Today, 15 March 2022, is the first ever national cancer CNS (clinical nurse specialist) day. Cancer CNS day is an opportunity to celebrate the role of the specialist cancer nursing workforce in providing the best possible care for patients with a cancer diagnosis.

As the demand for cancer services increases, cancer CNSs work to promote the health and wellbeing of patients. We spoke to just some of the Royal Free London specialist cancer nursing team:


Kerry Guile, RFL consultant lead cancer nurse, reflects on what cancer CNS day means to her:

"National cancer clinical nurse specialist day has been established to highlight and celebrate the dedication and hard work of cancer CNS teams.

"We have an amazing team of approximately 70 cancer clinical nurse specialists at the Royal Free London whose roles are complex and varied. The presence and accessibility of a CNS is consistently flagged as the major factor in improving the experience of patients with a cancer diagnosis.

"Our patients are living with a diagnosis of cancer for much longer now and CNS numbers will have to double nationally by 2030 in order to meet the needs of an aging population; many of whom will be living with the effects of cancer or cancer treatment.

"I wanted to take the opportunity to thank this great team on nurses who go above and beyond to deliver the best care that they can to our patients every day.

"All Cancer CNSs can pop along to the Macmillan information centres at either the Royal Free Hospital or Chase Farm Hospital and collect a free goody bag."


Jenny Campbell, clinical nurse specialist in prostrate cancer at Barnet Hospital, writes about a day in the life of a cancer CNS:

"I am a clinical nurse specialist in prostate cancer at Barnet Hospital. I work closely with the urology and oncology teams to support and advise patients who have confirmed or suspected prostate cancer. Once the patient’s diagnosis is confirmed, my main job is to co-ordinate the patient’s care to ensure they receive the best possible treatment for their diagnosis, and to ensure they feel well supported

"When I’m not running a clinic, I do my admin and really whatever pops up, as it only takes a phone call for the day to change. I have two face-to-face clinics per week, one telephone clinic, and a day where I attend the multidisciplinary team meeting to hear all the new cases of prostate cancer. In this meeting, each patient’s case is heard and we hear an expert opinion from the medical consultants, surgeons, and radiologists as to which treatment they feel would be best for their patient. From there it is my job to organise that the patient gets all the necessary information they need about which treatment option they choose to puruse.

"I am very aware that my role is a privileged one - I see patients that are dealing with one of the biggest challenges they will ever face in their life, and I feel fortunate that they have taught me a lot about how to face such huge challenges."


David Cullen, RFL Macmillan lead for personalised cancer care, celebrates cancer CNS day and reflects on patient care:

"I started my first job at the Royal Free Hospital in 1999 working on the urology ward and this was the beginning of developing my passion for urology nursing. I have held many different roles as a CNS during this time: diagnostic urology, prostate cancer and as lead nurse for the specialist kidney cancer centre. The opportunities to develop expertise and specialist practice are vast and the trust is very supportive in the development of the CNS role.

"I am currently the Macmillan lead for personalised cancer care. This is a two-year project working with the cancer teams to help the transition to delivering all the interventions of personalised cancer care to our patients as set out by the NHS Long Term Plan.

"It's been very exciting over the past six months to see the great progress the CNS team have made to ensure patients are offered an electronic holistic needs assessment and care plan. We have reintroduced health and wellbeing information events for patients virtually. 

"CNSs across the trust manage complex and changing information to support the needs of patients and carers. We manage treatment side effects and/or symptom control to help prevent unplanned admissions. We also provide nurse-led services that free up consultant resources. CNSs are key to ensure patients’ experiences of care have been enhanced and personalised."

### SUPPLIED DATA
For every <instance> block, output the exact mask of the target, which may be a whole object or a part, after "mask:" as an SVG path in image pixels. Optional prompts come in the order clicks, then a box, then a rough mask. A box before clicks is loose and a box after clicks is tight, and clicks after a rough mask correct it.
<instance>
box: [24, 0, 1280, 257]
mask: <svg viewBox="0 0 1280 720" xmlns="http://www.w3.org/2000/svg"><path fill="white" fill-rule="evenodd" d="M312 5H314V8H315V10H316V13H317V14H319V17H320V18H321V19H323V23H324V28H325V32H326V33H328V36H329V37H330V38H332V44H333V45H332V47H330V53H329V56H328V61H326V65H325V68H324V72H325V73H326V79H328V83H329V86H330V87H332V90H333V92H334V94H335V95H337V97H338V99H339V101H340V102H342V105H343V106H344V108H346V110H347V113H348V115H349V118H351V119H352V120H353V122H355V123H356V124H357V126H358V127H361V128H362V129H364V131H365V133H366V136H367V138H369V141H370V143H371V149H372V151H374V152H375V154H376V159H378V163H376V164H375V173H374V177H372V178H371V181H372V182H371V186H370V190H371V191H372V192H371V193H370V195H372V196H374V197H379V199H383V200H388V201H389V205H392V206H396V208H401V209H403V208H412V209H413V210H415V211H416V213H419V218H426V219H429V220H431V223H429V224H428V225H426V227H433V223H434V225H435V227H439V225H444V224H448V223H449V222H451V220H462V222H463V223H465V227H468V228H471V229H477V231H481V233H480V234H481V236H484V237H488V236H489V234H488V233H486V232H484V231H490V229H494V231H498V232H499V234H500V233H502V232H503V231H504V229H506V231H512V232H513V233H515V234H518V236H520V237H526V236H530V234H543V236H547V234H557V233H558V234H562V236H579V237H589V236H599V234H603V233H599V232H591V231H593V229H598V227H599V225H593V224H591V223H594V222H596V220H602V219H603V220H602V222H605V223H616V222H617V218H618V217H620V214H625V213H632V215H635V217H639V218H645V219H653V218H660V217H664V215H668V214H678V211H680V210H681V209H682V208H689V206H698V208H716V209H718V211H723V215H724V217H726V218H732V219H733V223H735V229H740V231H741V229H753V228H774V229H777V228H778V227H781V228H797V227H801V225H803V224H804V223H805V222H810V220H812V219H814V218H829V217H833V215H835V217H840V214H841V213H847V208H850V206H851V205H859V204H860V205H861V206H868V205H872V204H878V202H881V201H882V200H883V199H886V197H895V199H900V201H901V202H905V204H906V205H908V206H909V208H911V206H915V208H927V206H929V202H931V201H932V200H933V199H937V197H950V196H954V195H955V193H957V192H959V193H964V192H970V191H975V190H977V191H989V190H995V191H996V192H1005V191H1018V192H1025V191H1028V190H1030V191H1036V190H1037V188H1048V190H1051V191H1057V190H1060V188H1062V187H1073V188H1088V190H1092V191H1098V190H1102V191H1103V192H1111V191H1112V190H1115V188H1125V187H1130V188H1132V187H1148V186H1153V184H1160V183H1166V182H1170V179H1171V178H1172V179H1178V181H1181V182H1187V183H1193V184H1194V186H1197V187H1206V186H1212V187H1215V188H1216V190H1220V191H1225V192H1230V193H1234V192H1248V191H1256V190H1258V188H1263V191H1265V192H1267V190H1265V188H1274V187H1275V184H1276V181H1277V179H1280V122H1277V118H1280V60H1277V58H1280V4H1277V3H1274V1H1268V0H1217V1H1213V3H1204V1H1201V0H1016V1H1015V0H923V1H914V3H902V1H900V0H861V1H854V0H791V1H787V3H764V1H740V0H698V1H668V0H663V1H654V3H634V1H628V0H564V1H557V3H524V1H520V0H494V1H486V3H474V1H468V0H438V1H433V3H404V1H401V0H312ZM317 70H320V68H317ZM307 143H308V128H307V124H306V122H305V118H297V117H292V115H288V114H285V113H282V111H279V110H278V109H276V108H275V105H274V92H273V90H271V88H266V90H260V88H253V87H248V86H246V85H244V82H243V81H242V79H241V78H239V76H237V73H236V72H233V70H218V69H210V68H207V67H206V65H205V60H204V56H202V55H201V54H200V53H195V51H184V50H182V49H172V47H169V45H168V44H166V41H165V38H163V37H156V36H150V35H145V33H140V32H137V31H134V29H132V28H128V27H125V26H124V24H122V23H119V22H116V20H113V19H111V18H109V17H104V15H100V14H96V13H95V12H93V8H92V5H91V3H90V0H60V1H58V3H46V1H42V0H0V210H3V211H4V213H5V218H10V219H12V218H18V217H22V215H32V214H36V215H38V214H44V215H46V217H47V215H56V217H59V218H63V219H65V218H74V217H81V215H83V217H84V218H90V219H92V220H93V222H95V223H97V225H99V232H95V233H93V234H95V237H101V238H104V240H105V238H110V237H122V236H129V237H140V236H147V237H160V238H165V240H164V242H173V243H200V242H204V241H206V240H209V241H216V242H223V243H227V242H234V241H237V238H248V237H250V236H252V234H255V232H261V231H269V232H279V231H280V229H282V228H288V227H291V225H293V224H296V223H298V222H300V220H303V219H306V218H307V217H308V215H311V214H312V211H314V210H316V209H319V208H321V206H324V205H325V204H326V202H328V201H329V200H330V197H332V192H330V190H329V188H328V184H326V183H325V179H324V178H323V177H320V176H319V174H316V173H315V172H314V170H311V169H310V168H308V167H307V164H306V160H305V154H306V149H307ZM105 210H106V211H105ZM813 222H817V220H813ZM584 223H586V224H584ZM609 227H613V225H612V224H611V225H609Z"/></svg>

### PROBLEM
In the cancer nurse specialist day article, why will the number of cancer clinical nurse specialists have to double nationally by 2030? Answer in one to three sentences.

### EXERCISE SOLUTION
Patients are now living with a cancer diagnosis for much longer. The number of cancer clinical nurse specialists must double nationally by 2030 to meet the needs of an aging population, many of whom will be living with the effects of cancer or its treatment.